# [Stored items]
* * * *

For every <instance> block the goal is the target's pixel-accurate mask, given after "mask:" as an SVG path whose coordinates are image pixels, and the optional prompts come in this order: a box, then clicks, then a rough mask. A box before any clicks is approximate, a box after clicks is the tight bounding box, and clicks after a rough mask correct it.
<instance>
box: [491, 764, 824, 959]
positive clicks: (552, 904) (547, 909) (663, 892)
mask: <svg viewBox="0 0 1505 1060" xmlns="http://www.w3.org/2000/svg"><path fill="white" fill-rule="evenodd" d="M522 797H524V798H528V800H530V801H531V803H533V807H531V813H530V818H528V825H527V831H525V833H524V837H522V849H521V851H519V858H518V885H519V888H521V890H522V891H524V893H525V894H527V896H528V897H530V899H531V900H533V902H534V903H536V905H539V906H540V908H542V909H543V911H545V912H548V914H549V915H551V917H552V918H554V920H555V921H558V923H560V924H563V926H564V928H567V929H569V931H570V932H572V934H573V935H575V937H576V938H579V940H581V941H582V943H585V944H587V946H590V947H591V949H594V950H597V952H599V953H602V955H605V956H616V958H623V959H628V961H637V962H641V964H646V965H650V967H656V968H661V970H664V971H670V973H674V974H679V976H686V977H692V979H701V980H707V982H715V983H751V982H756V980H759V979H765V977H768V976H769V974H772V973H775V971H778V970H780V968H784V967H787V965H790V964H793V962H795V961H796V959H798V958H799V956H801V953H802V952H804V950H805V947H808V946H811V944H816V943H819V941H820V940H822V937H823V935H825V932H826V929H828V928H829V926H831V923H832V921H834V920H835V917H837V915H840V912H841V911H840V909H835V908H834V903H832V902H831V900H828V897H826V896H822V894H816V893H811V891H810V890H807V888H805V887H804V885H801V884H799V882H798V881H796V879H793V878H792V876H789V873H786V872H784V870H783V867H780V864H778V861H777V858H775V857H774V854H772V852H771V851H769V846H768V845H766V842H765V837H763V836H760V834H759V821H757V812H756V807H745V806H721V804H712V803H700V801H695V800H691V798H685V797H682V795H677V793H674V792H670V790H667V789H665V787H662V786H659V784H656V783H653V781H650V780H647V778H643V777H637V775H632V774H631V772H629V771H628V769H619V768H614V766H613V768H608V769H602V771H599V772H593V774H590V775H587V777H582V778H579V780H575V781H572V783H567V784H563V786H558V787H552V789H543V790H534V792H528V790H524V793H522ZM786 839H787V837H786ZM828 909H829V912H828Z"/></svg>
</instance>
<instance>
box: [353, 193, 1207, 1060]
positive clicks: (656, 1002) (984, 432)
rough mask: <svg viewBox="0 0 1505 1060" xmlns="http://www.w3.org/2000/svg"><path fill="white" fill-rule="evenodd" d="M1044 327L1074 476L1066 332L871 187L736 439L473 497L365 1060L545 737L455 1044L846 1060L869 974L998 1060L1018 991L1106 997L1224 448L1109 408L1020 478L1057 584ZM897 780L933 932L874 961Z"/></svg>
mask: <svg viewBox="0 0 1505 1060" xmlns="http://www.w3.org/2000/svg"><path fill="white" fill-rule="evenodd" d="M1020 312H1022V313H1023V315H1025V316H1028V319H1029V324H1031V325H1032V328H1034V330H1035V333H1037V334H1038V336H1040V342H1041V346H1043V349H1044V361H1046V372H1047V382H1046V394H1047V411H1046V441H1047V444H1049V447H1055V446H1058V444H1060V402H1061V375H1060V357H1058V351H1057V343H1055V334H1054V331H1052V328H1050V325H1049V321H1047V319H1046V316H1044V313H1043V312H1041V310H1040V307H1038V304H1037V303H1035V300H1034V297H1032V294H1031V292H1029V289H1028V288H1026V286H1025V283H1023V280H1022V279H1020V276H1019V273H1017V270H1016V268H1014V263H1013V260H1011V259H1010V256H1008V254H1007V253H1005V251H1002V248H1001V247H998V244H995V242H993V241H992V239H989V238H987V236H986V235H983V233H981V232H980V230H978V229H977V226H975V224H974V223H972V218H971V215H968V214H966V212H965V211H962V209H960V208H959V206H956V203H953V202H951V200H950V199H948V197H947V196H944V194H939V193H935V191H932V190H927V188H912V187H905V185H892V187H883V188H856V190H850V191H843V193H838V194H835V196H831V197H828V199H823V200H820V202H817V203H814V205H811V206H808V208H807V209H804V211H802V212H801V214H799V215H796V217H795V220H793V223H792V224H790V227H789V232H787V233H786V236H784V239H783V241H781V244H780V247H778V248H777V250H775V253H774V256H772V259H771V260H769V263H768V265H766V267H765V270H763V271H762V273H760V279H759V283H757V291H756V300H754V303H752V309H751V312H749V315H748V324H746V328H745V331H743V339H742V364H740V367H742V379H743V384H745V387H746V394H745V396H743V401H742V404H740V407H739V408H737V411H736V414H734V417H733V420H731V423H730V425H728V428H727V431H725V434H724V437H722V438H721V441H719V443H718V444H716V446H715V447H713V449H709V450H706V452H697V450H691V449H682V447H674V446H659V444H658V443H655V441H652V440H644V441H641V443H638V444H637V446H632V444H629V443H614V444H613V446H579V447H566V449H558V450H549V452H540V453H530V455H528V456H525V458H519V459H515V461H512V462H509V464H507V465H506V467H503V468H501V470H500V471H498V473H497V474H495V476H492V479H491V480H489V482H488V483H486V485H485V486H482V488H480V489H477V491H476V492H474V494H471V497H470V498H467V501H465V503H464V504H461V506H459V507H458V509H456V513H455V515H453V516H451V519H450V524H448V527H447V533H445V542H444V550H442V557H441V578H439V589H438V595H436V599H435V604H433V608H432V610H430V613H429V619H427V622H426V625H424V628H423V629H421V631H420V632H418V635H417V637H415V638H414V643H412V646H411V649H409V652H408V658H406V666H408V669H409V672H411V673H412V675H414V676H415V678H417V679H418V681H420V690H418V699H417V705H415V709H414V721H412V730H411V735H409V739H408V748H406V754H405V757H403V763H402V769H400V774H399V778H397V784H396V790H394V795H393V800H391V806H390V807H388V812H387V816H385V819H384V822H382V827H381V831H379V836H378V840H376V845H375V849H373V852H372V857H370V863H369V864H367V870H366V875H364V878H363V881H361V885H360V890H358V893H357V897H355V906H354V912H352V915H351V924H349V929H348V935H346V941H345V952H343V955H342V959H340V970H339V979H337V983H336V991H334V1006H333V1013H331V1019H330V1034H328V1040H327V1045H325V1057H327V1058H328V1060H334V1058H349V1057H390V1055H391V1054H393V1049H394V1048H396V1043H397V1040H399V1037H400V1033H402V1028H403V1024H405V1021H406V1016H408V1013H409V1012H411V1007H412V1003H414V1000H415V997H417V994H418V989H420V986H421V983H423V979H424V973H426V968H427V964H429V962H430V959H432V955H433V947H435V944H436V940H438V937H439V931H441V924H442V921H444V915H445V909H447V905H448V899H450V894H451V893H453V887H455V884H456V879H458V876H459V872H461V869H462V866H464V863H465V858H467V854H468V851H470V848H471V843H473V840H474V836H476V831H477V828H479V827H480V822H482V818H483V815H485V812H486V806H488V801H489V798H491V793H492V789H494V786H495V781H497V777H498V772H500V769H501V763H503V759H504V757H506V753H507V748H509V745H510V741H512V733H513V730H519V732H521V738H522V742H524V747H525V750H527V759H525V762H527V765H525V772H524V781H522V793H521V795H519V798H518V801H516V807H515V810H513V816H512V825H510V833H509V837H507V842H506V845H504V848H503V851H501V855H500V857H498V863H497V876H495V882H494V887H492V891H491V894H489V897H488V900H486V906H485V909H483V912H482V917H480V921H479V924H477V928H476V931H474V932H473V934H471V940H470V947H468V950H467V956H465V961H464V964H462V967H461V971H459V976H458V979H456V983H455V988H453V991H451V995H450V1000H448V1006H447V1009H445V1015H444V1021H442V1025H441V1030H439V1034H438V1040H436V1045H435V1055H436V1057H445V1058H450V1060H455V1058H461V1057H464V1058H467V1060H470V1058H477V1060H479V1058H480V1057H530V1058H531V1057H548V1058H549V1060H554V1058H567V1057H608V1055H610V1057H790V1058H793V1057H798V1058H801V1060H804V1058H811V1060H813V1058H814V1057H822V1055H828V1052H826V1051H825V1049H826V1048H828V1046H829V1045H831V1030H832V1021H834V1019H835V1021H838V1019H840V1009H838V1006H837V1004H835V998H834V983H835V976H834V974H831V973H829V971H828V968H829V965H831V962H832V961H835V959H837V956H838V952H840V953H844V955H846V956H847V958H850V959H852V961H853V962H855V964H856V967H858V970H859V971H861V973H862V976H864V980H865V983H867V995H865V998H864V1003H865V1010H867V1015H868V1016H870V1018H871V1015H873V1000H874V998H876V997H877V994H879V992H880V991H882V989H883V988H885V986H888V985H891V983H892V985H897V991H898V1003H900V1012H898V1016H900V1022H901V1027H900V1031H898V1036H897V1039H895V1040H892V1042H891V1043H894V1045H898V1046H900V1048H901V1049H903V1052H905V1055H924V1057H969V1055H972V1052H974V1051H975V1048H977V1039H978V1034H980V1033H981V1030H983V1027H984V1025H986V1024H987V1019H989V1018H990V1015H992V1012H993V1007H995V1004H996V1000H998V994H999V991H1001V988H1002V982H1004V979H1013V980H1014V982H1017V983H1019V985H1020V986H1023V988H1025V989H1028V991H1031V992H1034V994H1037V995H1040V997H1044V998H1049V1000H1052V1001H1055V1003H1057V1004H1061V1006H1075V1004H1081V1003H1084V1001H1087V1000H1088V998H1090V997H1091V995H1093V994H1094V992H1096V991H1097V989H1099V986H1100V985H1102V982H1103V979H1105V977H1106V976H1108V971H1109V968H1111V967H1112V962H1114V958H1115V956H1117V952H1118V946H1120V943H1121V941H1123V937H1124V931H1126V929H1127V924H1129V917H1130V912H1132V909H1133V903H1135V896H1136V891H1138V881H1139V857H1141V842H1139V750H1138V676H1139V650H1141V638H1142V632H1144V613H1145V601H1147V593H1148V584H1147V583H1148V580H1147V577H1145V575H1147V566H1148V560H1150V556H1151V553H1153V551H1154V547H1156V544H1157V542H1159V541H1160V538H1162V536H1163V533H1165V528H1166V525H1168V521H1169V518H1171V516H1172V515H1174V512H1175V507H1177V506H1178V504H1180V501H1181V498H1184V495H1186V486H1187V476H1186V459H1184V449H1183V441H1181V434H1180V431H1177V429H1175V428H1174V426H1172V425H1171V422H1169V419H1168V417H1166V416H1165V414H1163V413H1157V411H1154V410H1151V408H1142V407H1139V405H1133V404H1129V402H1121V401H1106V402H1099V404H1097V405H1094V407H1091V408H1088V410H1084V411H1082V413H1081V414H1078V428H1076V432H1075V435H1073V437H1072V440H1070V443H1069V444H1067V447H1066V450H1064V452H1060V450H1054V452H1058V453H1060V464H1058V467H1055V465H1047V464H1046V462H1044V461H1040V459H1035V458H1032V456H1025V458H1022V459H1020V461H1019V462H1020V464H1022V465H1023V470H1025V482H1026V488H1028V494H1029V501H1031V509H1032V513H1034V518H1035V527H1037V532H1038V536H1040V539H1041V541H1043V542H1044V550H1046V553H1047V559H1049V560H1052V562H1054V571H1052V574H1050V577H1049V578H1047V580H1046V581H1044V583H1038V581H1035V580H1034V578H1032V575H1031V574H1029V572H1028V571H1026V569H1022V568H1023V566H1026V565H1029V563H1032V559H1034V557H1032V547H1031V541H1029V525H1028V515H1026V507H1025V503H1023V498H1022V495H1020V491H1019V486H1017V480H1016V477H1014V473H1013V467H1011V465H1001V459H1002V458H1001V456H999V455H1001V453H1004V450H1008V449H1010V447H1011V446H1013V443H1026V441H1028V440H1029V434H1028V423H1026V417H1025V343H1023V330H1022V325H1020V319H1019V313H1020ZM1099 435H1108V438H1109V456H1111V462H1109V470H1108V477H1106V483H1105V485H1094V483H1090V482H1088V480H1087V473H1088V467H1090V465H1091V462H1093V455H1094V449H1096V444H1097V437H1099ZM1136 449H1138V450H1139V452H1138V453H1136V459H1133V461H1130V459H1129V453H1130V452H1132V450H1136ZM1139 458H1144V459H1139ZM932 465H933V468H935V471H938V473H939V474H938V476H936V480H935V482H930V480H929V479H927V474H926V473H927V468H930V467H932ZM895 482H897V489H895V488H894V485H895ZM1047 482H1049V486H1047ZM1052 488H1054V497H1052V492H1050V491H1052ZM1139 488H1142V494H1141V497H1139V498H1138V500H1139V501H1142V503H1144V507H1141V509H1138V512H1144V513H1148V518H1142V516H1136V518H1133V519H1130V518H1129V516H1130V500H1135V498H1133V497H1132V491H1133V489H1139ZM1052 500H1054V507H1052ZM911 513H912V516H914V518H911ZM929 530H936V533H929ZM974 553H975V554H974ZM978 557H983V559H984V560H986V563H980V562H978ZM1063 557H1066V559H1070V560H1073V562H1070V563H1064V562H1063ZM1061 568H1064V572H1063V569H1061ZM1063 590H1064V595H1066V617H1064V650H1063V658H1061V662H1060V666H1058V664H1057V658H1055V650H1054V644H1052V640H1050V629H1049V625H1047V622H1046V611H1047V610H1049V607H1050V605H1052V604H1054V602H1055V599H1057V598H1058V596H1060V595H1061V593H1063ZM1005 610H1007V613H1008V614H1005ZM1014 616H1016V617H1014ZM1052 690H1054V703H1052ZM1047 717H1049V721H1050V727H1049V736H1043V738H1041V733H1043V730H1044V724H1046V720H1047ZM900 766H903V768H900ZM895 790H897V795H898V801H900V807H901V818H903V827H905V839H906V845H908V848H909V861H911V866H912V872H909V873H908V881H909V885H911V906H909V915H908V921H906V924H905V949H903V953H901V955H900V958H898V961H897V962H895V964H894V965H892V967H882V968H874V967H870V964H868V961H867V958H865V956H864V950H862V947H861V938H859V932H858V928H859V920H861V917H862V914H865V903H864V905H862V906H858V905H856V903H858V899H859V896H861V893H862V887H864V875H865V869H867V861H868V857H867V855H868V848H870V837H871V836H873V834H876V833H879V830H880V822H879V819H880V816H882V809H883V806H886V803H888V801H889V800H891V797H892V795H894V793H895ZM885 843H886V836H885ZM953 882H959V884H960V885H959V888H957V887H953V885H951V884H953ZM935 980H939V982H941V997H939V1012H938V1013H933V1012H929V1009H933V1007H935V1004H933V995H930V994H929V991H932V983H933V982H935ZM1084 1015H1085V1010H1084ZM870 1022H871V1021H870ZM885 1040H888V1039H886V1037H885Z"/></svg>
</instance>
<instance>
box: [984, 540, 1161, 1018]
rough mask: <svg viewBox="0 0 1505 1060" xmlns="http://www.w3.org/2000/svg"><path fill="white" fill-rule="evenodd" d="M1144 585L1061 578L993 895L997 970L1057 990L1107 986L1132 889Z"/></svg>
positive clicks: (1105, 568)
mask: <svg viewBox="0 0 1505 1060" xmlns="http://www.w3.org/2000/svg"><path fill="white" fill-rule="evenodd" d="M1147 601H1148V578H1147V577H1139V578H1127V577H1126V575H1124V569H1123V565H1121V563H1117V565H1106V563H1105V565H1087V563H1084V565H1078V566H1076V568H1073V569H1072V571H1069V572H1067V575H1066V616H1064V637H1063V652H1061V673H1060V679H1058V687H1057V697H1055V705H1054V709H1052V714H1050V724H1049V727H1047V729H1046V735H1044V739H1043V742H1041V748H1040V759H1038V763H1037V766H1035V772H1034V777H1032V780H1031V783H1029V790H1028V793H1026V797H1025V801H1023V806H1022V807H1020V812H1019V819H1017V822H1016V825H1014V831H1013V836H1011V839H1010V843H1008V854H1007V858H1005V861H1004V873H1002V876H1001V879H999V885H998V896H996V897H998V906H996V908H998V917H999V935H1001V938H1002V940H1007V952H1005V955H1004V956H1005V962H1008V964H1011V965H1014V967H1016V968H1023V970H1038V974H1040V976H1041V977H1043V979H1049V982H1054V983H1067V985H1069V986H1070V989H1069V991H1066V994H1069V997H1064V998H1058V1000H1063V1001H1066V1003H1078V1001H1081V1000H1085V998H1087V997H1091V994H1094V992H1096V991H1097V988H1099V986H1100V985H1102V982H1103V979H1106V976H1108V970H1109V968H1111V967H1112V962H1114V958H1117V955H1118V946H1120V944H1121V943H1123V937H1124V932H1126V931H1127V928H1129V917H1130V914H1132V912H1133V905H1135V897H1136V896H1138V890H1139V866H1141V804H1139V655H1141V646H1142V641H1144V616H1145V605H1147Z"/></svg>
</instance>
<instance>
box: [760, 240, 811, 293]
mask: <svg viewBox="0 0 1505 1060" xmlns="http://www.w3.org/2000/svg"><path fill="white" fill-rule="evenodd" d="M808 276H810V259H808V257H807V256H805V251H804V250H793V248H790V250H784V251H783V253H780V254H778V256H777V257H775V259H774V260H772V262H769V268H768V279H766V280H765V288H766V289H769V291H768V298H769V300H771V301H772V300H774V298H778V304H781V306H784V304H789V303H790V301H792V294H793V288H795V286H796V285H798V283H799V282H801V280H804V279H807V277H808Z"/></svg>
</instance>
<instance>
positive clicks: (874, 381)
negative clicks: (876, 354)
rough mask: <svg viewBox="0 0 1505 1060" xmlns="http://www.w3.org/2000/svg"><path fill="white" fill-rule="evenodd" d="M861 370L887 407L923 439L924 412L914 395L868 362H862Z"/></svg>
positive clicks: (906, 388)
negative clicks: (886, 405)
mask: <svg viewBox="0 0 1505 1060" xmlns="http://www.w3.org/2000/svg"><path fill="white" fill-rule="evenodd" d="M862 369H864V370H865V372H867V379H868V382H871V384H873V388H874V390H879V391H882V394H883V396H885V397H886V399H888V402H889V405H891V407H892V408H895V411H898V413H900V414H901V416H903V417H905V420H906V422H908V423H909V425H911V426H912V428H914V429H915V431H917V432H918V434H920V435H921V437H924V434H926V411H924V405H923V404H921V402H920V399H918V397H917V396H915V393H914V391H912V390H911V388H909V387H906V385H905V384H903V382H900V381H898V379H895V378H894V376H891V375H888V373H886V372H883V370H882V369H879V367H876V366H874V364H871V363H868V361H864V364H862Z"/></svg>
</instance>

* * * *

# [WHAT YOU ARE ASKED TO DO]
Each line of the data that has the string "positive" should be returned.

# [EXERCISE OUTPUT]
positive clicks: (552, 904) (547, 909) (663, 892)
positive clicks: (656, 1002) (984, 432)
positive clicks: (1105, 568)
positive clicks: (874, 381)
positive clicks: (906, 388)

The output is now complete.